(Dataset rows showing where objects appear)
::::

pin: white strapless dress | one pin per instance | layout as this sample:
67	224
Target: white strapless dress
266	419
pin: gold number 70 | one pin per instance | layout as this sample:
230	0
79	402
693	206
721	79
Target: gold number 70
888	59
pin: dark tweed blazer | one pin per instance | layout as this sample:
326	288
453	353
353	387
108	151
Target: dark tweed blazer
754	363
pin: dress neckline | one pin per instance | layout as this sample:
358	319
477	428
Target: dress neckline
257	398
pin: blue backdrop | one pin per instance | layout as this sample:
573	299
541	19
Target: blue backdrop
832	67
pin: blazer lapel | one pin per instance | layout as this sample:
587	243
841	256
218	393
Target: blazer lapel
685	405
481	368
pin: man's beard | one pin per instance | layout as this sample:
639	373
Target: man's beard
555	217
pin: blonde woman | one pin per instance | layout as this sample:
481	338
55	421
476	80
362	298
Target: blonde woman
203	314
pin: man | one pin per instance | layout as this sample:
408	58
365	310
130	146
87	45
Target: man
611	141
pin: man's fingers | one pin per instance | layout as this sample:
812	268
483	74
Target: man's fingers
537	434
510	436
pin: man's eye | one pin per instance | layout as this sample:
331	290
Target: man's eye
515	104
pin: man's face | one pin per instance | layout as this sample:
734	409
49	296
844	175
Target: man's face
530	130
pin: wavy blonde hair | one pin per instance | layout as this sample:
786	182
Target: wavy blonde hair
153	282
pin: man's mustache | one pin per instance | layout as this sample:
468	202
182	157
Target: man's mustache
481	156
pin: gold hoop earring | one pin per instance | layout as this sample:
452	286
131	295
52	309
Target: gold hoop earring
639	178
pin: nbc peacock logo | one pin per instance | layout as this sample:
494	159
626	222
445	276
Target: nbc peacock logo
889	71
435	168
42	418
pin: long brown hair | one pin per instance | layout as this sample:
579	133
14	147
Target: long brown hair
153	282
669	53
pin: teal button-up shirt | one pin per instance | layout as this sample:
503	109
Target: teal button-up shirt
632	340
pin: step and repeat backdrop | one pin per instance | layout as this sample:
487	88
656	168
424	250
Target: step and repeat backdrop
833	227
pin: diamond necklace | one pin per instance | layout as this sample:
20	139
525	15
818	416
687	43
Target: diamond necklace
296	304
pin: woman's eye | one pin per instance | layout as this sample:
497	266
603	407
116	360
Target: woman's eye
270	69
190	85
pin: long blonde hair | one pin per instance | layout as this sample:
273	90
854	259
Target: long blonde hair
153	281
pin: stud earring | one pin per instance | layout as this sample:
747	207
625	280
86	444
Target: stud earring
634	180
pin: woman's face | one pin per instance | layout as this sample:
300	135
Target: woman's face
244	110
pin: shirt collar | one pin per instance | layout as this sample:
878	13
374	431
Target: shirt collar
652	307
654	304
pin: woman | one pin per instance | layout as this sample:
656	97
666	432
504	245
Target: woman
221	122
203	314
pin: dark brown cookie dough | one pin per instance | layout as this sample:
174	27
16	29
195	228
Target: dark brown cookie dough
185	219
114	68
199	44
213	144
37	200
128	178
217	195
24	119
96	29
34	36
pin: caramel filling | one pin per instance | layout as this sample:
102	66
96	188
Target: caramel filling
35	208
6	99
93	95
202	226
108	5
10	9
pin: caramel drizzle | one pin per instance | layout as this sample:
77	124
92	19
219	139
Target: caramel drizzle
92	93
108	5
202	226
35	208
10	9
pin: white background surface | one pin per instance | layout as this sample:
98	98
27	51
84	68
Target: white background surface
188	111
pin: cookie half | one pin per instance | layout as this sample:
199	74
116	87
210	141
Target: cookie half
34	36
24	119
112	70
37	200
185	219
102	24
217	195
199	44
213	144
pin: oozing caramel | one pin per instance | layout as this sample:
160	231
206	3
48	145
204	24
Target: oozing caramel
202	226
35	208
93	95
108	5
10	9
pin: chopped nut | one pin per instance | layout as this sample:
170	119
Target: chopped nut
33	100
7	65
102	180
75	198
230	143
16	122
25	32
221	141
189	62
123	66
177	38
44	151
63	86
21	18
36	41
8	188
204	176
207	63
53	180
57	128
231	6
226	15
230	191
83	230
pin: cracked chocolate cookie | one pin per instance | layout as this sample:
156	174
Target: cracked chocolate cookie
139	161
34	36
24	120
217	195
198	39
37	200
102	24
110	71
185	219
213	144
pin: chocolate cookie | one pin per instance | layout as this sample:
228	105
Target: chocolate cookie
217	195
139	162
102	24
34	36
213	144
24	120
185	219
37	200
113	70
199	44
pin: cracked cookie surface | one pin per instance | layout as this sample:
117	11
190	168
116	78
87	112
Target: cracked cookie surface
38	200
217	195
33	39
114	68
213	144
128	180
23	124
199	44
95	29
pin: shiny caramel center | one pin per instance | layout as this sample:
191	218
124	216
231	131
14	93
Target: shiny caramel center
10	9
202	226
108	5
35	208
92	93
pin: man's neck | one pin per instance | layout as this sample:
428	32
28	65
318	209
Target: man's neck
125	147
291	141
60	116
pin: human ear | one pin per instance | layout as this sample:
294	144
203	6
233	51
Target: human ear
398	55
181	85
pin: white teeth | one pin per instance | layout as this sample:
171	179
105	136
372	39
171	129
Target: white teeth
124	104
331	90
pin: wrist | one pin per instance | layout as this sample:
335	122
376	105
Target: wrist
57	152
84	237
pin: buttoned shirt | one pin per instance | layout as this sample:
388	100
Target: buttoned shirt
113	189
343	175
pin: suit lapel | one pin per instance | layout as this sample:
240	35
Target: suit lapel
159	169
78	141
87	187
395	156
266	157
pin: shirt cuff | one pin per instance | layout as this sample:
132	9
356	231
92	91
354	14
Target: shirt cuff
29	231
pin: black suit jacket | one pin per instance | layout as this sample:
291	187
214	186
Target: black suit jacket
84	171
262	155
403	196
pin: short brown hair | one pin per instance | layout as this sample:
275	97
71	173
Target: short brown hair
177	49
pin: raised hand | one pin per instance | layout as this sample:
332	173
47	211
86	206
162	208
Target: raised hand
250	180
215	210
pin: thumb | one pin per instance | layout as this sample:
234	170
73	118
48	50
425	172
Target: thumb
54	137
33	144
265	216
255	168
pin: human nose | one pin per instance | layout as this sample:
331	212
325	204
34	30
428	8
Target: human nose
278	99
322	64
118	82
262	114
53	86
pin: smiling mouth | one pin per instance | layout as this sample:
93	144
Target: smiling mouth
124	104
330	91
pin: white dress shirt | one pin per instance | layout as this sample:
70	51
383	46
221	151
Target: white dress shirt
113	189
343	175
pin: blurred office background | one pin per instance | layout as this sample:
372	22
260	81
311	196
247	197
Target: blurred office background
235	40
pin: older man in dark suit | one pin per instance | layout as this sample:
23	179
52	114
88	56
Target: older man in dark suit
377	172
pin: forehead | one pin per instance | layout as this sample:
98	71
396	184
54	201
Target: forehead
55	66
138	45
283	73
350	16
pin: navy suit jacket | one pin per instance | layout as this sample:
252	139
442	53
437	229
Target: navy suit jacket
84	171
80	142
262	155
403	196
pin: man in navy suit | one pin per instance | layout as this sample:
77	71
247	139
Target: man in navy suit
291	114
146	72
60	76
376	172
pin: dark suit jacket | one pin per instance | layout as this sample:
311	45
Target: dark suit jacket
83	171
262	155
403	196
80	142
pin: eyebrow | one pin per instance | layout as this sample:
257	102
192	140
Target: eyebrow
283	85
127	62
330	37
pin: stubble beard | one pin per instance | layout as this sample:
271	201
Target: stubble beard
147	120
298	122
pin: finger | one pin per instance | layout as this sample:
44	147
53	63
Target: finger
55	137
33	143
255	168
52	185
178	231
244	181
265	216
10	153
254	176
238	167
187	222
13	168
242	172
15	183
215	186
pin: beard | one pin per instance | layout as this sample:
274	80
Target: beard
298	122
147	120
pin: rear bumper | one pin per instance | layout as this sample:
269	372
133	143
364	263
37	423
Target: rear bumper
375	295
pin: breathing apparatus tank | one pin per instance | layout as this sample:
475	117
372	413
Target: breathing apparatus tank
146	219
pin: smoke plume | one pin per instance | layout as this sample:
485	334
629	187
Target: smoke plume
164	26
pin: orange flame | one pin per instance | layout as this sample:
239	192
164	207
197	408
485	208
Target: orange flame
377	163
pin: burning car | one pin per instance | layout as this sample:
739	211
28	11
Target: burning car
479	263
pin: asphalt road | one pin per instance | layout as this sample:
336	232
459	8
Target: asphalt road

::::

* Problem description *
Put the data from the line containing "pin: stubble beard" through the end of the data, both included, into a JSON list of strings with one string per line. Leave out any blank lines.

* Answer for this exercise *
[
  "pin: stubble beard | one pin per instance | layout as this sample:",
  "271\t201",
  "Target: stubble beard",
  "147\t120",
  "298\t122",
  "pin: finger | one pin per instance | layout as this sample:",
  "44\t147",
  "53\t63",
  "Target: finger",
  "55\t137",
  "33\t143",
  "255\t168",
  "52\t185",
  "178\t231",
  "244\t181",
  "265\t216",
  "10\t153",
  "254\t176",
  "238\t167",
  "187\t222",
  "13\t168",
  "242\t172",
  "15\t183",
  "215\t186",
  "pin: beard | one pin per instance | layout as this sample:",
  "274\t80",
  "Target: beard",
  "298\t122",
  "147\t120",
  "pin: rear bumper | one pin per instance | layout as this sample:",
  "269\t372",
  "133\t143",
  "364\t263",
  "37\t423",
  "Target: rear bumper",
  "375\t295",
  "pin: breathing apparatus tank | one pin per instance | layout as this sample:",
  "475\t117",
  "372\t413",
  "Target: breathing apparatus tank",
  "146\t219",
  "pin: smoke plume | one pin per instance | layout as this sample:",
  "485\t334",
  "629\t187",
  "Target: smoke plume",
  "164\t26",
  "pin: orange flame | one pin per instance | layout as this sample:",
  "239\t192",
  "164\t207",
  "197\t408",
  "485\t208",
  "Target: orange flame",
  "377\t163",
  "pin: burning car | one pin per instance | layout as this sample:",
  "739\t211",
  "28\t11",
  "Target: burning car",
  "479\t263",
  "pin: asphalt road | one pin per instance | layout as this sample:",
  "336\t232",
  "459\t8",
  "Target: asphalt road"
]